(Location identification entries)
********************

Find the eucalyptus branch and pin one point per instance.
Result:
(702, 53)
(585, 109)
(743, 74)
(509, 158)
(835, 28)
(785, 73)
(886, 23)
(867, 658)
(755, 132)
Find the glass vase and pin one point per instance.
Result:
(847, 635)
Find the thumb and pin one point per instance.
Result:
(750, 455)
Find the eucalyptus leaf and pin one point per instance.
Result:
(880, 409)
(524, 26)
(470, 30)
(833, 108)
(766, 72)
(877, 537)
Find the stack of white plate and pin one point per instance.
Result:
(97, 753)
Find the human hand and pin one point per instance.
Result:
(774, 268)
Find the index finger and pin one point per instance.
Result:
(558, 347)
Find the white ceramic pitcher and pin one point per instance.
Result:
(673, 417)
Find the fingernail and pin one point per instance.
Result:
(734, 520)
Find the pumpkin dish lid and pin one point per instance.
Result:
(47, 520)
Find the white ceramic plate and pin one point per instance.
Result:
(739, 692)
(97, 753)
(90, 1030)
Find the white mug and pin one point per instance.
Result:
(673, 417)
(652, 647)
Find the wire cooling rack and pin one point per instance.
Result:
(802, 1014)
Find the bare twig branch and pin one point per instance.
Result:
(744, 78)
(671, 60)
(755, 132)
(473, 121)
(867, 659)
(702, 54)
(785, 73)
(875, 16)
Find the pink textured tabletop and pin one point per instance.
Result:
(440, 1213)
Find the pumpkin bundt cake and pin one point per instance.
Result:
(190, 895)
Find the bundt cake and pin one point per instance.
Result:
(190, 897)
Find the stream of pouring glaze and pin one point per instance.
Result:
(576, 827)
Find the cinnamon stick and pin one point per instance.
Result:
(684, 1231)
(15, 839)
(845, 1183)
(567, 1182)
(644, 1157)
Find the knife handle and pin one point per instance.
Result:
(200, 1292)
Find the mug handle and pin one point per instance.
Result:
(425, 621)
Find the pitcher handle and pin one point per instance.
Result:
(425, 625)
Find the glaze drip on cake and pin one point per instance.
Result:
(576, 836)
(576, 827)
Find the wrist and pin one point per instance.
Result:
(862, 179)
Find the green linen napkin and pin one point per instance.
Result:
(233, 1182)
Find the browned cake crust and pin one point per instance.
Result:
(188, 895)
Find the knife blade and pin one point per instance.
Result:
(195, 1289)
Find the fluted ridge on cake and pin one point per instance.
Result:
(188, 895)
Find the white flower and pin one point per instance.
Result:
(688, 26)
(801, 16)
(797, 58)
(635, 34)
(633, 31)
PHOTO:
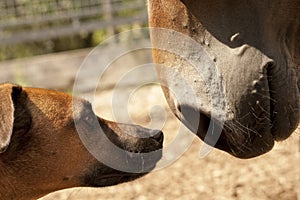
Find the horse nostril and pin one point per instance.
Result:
(158, 136)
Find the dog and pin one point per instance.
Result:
(48, 142)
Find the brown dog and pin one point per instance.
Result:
(41, 150)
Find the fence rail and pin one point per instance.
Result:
(35, 20)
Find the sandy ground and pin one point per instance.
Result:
(275, 175)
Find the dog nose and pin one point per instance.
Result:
(157, 135)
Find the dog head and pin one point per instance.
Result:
(51, 141)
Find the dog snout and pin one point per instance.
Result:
(158, 136)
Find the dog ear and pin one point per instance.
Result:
(7, 108)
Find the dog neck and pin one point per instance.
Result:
(7, 183)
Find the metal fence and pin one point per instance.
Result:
(37, 20)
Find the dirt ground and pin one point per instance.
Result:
(275, 175)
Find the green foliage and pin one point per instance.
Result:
(34, 12)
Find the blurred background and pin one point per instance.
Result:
(43, 43)
(34, 27)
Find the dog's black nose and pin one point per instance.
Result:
(157, 135)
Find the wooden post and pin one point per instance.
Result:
(109, 16)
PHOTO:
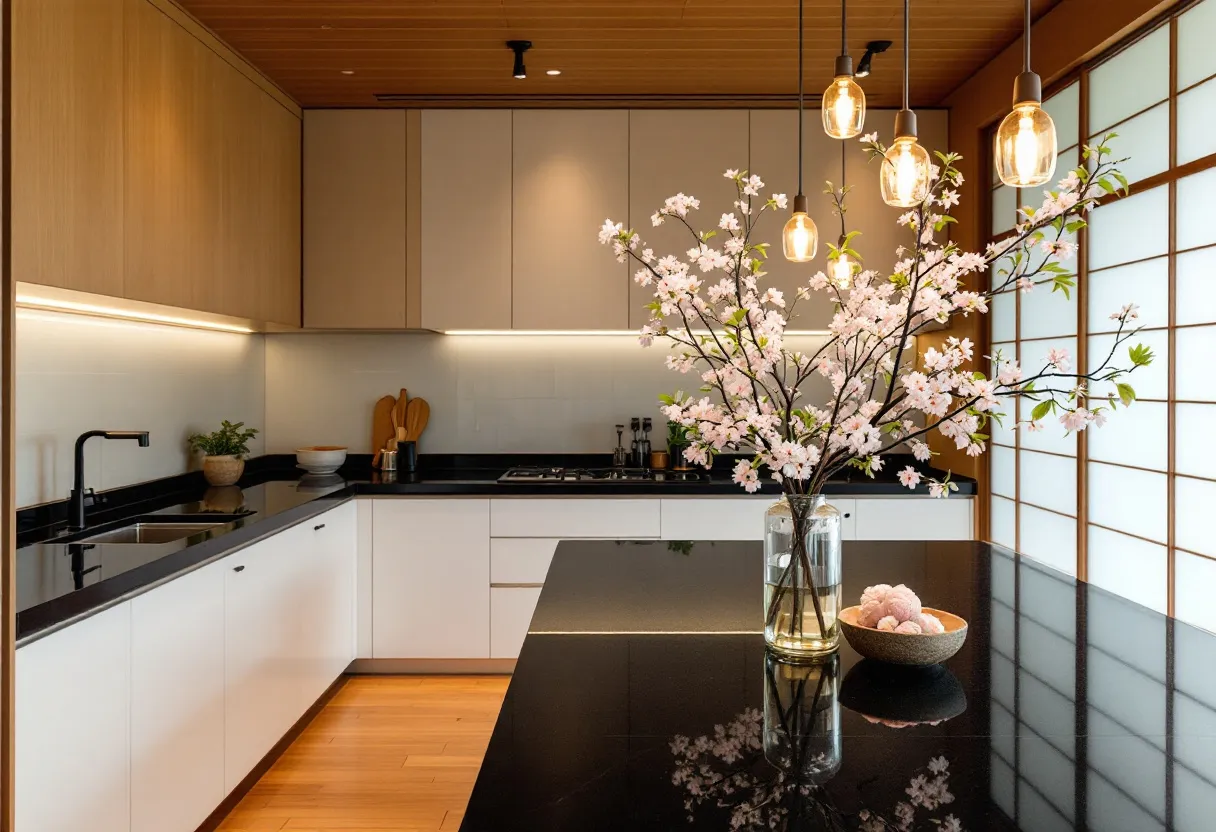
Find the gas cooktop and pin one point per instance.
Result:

********************

#### [TASK BRIEF]
Please copy out the listing word for word, from its first line through the line containing "(802, 1014)", including both of those lines.

#### [CORRECT RESPONSE]
Find the eucalyptus branch and pin one point per instance.
Result:
(702, 53)
(585, 109)
(743, 74)
(509, 158)
(835, 28)
(785, 73)
(886, 23)
(867, 658)
(755, 132)
Find the glass vase and pin one point per instance.
Result:
(847, 635)
Find the thumb and pin one point per instance.
Result:
(750, 455)
Find the eucalyptus leaf and pin one point per instance.
Result:
(880, 409)
(524, 26)
(470, 30)
(833, 108)
(766, 72)
(877, 537)
Find the stack of white plate and pin one point per instance.
Result:
(97, 753)
Find the human hand and pin one point per instance.
Result:
(774, 268)
Find the index finger and pin one point per instance.
Result:
(558, 347)
Find the white ceramic pitcher and pin one point per instance.
Result:
(673, 417)
Find the fingernail and pin one point per instance.
Result:
(734, 520)
Find the pumpkin dish lid and pin one point per instance.
Result:
(47, 520)
Find the white ceramic plate and pin one point per instance.
Result:
(739, 692)
(97, 753)
(90, 1030)
Find the white mug and pin one point per instance.
Result:
(673, 417)
(652, 647)
Find the wire cooling rack and pin one point per instance.
Result:
(802, 1014)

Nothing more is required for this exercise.